• [分析対象の文章]
>>>>>

当第2四半期連結累計期間においては、研究開発費全体の98%は英国における活動によるものです。
販売費及び一般管理費
当第2四半期連結累計期間の販売費及び一般管理費は、前年同四半期比331百万円増加し、2,265百万円となりました。これは主に、医薬品の開発を加速させるための構造改革費用の増加、円安の影響及びインフレによるものです。また、研究者に対する株式報酬費用をより適正に表示するため、販売費及び一般管理費から研究開発費に振り替えたことにより一部相殺されております。
(営業損益)
当第2四半期連結累計期間の営業損益は、3,804百万円の損失(前年同四半期は1,849百万円の損失)となりました。営業損失が増加した主な要因は、上述の営業費用の増加によるものです。
金融収益及び金融費用
当第2四半期連結累計期間の金融収益及び金融費用の純額は、前年同四半期比20百万円改善し、12百万円の費用超過となりました。これは主に、円安ドル高及びポンド安ドル高により為替差益が増加した一方で、2021年7月に額面16,000百万円の社債の買入消却を行い、新たに額面30,000万円の社債に発行したことにより、社債に対する償却原価の費用が増加したことによるものです。
持分法による投資損益
当第2四半期連結累計期間の持分法による投資損益は、前年同四半期比748百万円悪化し、466百万円の損失となりました。これは関連会社であるMiNA (Holdings) Limitedにおいて前第2四半期連結累計期間は利益であったことに対し、当第2四半期連結累計期間は研究開発費が増加したことにより損失になったことによるものです。
持分法で会計処理されている投資の減損損失戻入益
前第2四半期連結累計期間の持分法で会計処理されている投資の減損損失戻入益は、206百万円でした。これは、2021年4月に譲渡した当社グループの関連会社であるJITSUBO株式会社の公正価値が増加したことによるものです。
(四半期損益)
当第2四半期連結累計期間の四半期損益は、3,538百万円の損失(前年同四半期は2,297百万円の損失)となりました。これは主に、上述の営業損失が増加したこと等によるものです。

<<<<<

• [取り組む課題]
1. 経営成績の文章から、「当第2四半期連結累計期間にお」から「の公正価値が増加したことによるものです。」まで(両端を含む)を、一字も変えずに出力しなさい。
2. 経営成績の文章のうち「当第2四半期連結累計期間の販売費及び一般管理費は」で始まる段落を、主な事実を残して箇条書きに書き直しなさい。
次のエントリーは、経営成績の文章とは別の出典から取られたものです。

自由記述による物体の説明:

>>>>>

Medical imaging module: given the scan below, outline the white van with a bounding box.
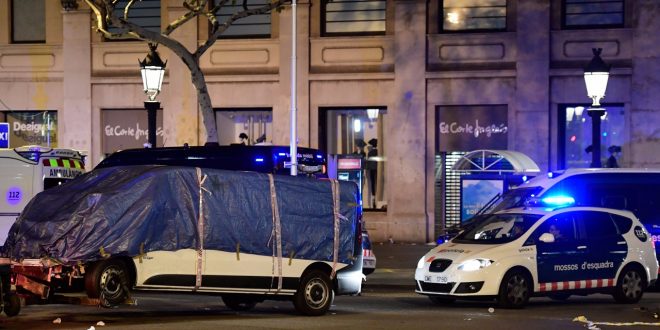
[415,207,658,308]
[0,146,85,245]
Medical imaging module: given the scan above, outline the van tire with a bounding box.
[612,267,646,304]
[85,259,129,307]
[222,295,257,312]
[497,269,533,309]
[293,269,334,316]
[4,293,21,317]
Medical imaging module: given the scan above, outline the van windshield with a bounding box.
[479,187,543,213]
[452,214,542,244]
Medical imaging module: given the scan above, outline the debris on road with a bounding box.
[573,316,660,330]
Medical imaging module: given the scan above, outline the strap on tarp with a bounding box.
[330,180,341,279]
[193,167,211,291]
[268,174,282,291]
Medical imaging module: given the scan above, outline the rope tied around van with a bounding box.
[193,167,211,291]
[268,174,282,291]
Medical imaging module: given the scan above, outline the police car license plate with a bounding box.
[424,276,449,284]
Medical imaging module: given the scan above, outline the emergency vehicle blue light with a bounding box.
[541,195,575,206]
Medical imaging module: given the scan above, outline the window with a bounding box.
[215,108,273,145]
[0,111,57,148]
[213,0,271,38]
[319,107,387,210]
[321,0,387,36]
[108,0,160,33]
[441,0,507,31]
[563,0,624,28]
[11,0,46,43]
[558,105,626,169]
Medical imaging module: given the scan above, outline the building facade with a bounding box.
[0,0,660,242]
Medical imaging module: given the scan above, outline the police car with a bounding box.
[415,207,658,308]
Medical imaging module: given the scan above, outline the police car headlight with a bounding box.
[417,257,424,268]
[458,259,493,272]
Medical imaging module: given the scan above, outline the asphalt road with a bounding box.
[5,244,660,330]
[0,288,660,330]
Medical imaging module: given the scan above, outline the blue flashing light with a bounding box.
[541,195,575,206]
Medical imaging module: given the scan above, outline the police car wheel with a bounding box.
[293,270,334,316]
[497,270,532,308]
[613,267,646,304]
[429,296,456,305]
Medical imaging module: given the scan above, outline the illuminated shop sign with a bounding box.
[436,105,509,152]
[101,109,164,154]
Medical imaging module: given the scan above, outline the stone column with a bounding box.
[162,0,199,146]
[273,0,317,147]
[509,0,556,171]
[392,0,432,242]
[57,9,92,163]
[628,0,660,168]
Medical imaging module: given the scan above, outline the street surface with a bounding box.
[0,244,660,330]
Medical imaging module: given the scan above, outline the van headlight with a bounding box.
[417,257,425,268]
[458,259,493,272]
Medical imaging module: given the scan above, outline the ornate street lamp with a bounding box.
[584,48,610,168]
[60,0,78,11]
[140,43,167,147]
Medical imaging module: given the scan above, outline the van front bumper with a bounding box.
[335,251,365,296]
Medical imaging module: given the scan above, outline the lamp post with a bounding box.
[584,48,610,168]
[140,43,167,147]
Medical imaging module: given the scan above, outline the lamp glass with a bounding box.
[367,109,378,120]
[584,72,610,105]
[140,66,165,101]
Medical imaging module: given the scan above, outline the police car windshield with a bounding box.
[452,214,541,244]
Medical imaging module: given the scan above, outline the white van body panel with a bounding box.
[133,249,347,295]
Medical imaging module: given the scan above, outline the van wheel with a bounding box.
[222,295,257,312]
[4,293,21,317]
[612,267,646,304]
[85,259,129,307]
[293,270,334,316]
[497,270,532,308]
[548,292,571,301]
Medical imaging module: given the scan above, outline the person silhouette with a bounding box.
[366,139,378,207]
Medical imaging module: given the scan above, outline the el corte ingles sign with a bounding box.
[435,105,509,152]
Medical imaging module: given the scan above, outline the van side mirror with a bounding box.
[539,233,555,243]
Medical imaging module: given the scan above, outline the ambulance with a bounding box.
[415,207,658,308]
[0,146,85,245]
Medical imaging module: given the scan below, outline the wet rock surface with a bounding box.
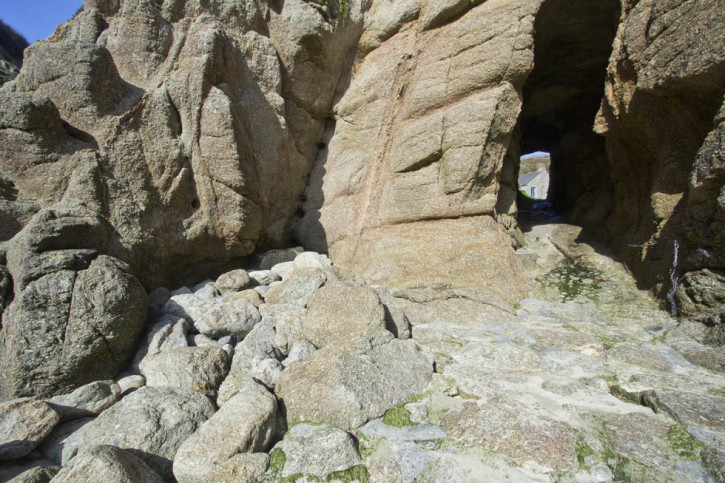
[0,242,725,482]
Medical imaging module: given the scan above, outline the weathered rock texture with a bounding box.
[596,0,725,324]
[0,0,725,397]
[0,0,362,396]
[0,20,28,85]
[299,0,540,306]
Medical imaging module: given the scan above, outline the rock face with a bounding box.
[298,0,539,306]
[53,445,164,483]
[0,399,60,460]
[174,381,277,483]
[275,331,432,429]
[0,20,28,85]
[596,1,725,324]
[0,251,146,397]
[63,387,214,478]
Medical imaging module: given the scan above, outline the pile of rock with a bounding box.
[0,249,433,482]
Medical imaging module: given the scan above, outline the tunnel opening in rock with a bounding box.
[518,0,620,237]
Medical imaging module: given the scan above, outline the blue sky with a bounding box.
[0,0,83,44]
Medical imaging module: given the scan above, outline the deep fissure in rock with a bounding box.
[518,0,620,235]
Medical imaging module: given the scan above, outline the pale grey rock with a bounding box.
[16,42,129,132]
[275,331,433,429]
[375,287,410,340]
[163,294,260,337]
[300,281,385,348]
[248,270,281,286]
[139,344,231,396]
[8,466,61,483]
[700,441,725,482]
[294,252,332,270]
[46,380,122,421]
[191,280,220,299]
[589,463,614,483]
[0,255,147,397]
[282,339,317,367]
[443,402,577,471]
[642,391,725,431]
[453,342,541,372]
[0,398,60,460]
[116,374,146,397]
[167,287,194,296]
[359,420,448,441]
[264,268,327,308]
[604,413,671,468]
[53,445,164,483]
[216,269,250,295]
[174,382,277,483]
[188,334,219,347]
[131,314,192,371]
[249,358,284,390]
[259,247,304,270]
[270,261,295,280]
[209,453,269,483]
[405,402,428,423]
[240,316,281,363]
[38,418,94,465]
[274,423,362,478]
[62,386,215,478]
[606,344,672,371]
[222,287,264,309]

<<<<<
>>>>>

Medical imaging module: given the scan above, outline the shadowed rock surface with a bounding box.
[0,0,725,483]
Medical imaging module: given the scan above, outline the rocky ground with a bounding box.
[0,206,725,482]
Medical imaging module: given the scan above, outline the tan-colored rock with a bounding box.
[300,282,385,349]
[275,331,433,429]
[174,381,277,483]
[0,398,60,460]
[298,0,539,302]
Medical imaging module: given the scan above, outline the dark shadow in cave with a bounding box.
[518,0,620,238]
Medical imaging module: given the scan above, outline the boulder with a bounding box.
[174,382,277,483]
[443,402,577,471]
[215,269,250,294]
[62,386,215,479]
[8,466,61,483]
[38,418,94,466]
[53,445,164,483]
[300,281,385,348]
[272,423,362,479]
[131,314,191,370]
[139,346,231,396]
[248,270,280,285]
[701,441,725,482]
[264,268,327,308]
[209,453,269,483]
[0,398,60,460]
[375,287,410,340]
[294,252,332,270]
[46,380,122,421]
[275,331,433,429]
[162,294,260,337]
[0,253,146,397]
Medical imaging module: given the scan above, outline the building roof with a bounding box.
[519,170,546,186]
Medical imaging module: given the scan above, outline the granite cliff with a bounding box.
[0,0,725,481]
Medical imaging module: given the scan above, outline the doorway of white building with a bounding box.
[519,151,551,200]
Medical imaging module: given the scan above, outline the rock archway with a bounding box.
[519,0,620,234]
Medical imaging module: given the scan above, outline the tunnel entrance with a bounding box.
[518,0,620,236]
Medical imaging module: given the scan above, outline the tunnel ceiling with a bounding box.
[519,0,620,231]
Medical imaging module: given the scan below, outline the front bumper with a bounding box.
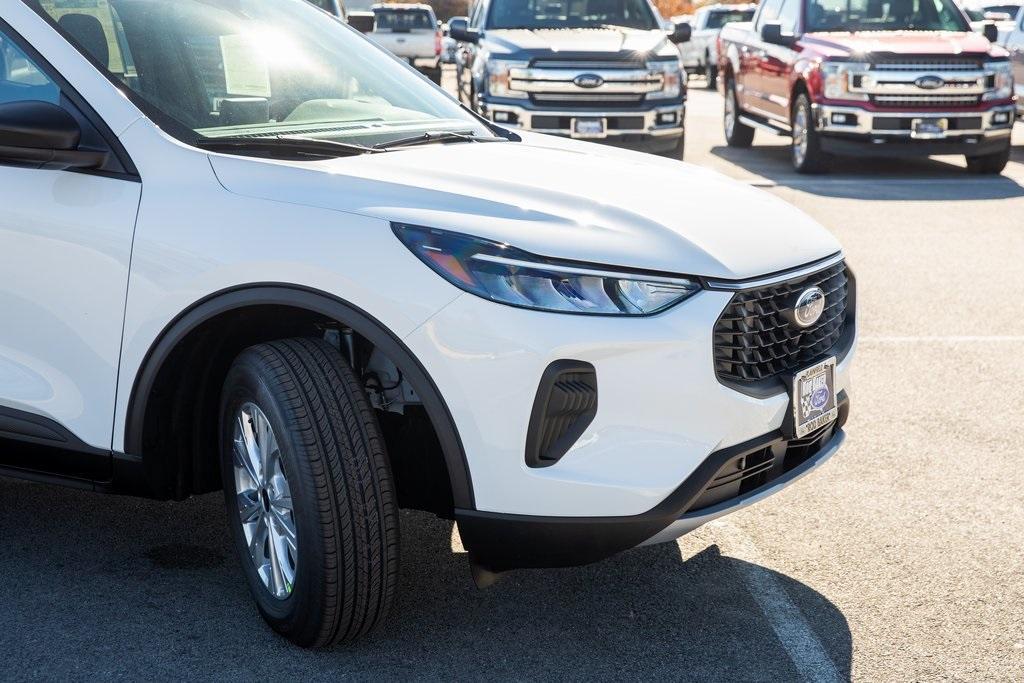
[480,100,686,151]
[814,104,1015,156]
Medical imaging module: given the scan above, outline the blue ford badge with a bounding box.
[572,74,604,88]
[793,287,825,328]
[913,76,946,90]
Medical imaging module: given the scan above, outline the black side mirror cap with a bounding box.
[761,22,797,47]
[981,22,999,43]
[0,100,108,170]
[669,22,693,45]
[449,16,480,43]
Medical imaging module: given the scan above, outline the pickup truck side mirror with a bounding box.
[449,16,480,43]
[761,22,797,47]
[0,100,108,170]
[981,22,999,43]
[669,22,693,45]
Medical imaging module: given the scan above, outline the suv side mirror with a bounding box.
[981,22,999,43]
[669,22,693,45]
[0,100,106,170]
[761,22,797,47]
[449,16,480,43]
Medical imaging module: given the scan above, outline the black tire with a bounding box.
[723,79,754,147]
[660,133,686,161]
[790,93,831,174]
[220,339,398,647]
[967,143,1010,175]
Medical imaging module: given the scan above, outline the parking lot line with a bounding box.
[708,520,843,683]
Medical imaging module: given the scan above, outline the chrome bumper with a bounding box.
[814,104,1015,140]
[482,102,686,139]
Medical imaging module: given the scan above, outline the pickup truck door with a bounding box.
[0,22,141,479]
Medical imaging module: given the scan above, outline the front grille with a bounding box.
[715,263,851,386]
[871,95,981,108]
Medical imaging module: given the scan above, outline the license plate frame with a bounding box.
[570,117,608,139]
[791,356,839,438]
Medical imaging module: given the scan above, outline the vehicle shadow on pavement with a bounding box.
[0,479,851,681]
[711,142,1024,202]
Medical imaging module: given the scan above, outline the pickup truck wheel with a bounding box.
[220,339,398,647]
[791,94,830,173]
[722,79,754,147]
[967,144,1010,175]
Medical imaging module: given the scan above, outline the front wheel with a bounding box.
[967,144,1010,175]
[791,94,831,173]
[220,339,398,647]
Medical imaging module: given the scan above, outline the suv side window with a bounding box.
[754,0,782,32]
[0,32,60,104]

<<<<<
>>>>>

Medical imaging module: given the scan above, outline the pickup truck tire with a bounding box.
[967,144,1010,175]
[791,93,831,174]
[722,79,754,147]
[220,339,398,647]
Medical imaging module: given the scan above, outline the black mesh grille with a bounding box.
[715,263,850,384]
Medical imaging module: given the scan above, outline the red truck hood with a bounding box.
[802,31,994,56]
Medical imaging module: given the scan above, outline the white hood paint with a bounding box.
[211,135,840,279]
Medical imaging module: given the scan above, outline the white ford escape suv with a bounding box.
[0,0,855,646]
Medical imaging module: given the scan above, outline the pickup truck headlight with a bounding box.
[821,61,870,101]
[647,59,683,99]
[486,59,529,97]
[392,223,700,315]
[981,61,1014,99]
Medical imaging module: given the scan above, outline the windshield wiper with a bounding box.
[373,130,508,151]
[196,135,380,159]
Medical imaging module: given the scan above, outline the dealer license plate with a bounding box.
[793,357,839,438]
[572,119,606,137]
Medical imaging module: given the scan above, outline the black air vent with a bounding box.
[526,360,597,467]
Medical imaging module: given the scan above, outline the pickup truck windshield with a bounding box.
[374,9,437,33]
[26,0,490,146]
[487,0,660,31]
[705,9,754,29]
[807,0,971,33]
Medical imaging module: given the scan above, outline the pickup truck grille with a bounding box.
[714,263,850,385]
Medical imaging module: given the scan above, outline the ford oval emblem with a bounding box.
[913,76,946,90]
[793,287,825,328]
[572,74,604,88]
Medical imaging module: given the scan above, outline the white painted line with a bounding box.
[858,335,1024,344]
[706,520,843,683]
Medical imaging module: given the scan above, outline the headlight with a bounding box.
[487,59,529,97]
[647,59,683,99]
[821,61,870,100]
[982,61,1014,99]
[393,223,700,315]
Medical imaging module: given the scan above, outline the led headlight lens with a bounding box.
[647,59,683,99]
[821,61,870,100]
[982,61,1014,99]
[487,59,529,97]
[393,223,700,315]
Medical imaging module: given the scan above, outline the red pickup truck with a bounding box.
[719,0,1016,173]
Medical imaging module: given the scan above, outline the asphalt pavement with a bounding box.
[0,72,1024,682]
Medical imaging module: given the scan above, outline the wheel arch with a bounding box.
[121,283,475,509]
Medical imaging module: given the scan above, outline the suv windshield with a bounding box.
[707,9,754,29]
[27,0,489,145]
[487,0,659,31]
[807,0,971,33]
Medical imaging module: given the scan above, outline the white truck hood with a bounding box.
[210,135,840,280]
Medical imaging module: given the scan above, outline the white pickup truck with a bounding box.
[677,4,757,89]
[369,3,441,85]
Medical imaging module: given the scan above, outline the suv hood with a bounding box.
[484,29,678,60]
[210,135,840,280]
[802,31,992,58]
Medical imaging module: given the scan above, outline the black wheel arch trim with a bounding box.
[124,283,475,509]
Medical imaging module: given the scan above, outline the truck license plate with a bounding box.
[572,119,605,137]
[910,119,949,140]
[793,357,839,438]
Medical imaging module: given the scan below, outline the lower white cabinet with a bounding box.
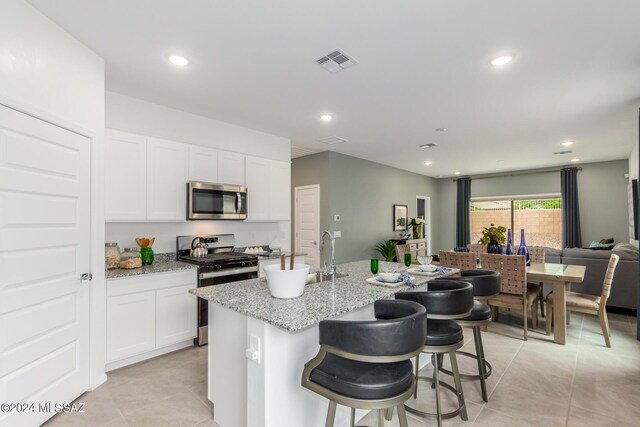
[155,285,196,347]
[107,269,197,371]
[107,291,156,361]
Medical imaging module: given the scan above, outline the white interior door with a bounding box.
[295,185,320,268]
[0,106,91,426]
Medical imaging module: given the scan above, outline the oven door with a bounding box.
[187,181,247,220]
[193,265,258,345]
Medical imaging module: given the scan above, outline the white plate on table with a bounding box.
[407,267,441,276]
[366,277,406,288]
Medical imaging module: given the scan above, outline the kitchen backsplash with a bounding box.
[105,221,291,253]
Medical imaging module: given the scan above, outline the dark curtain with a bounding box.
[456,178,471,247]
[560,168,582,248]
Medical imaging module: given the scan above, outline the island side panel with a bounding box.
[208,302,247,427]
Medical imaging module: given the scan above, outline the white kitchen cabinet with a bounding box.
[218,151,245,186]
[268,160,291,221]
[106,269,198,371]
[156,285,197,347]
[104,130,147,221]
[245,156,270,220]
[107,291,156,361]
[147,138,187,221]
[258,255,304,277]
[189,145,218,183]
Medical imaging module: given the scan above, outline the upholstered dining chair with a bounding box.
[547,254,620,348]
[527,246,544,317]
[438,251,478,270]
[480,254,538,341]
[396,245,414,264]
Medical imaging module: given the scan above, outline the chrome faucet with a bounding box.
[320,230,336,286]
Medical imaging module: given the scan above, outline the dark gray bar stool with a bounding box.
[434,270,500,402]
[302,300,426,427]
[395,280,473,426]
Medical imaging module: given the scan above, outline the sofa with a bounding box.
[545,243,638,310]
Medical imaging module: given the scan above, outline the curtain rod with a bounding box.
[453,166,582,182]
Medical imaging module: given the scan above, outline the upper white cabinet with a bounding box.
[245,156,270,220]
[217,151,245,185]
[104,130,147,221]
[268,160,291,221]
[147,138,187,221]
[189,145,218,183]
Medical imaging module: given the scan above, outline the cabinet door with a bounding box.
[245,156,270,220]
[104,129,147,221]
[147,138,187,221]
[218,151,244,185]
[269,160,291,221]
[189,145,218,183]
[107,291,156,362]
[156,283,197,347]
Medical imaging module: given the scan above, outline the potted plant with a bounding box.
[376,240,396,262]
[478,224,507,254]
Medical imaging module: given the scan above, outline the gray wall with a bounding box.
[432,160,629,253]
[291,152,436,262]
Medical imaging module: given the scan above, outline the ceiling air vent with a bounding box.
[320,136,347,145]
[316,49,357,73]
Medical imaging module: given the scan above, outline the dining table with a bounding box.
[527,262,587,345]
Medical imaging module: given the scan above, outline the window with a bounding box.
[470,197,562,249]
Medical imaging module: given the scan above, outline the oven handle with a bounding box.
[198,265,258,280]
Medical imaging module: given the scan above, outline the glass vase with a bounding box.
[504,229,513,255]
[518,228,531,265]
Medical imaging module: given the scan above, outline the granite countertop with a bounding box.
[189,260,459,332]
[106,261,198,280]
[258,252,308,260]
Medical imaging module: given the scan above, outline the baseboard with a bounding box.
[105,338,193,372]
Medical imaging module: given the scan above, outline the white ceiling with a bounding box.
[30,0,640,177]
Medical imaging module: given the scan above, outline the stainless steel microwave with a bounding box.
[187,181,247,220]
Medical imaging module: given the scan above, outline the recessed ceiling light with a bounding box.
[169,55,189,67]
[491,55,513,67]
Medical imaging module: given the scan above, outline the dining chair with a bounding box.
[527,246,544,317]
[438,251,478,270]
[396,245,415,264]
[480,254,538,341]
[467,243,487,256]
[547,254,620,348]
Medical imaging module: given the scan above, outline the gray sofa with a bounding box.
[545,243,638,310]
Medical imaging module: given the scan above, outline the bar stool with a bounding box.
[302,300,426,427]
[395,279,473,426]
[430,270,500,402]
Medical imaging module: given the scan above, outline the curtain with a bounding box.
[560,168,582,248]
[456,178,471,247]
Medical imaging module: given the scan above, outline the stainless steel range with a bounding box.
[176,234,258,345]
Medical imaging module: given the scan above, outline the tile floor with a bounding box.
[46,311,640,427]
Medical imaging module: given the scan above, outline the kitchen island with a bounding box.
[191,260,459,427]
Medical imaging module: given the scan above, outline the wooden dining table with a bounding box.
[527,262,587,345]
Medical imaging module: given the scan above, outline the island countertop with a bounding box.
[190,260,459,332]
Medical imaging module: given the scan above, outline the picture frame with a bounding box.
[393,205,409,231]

<<<<<

• [問題の解答]
1.
当第2四半期連結累計期間においては、研究開発費全体の98%は英国における活動によるものです。
販売費及び一般管理費
当第2四半期連結累計期間の販売費及び一般管理費は、前年同四半期比331百万円増加し、2,265百万円となりました。これは主に、医薬品の開発を加速させるための構造改革費用の増加、円安の影響及びインフレによるものです。また、研究者に対する株式報酬費用をより適正に表示するため、販売費及び一般管理費から研究開発費に振り替えたことにより一部相殺されております。
(営業損益)
当第2四半期連結累計期間の営業損益は、3,804百万円の損失(前年同四半期は1,849百万円の損失)となりました。営業損失が増加した主な要因は、上述の営業費用の増加によるものです。
金融収益及び金融費用
当第2四半期連結累計期間の金融収益及び金融費用の純額は、前年同四半期比20百万円改善し、12百万円の費用超過となりました。これは主に、円安ドル高及びポンド安ドル高により為替差益が増加した一方で、2021年7月に額面16,000百万円の社債の買入消却を行い、新たに額面30,000万円の社債に発行したことにより、社債に対する償却原価の費用が増加したことによるものです。
持分法による投資損益
当第2四半期連結累計期間の持分法による投資損益は、前年同四半期比748百万円悪化し、466百万円の損失となりました。これは関連会社であるMiNA (Holdings) Limitedにおいて前第2四半期連結累計期間は利益であったことに対し、当第2四半期連結累計期間は研究開発費が増加したことにより損失になったことによるものです。
持分法で会計処理されている投資の減損損失戻入益
前第2四半期連結累計期間の持分法で会計処理されている投資の減損損失戻入益は、206百万円でした。これは、2021年4月に譲渡した当社グループの関連会社であるJITSUBO株式会社の公正価値が増加したことによるものです。

2.
・販売費及び一般管理費は2,265百万円となり、前年同四半期比で331百万円増加した。
・主な要因は、医薬品の開発を加速させるための構造改革費用の増加、円安の影響及びインフレである。
・研究者に対する株式報酬費用を販売費及び一般管理費から研究開発費に振り替えたことで、増加の一部が相殺された。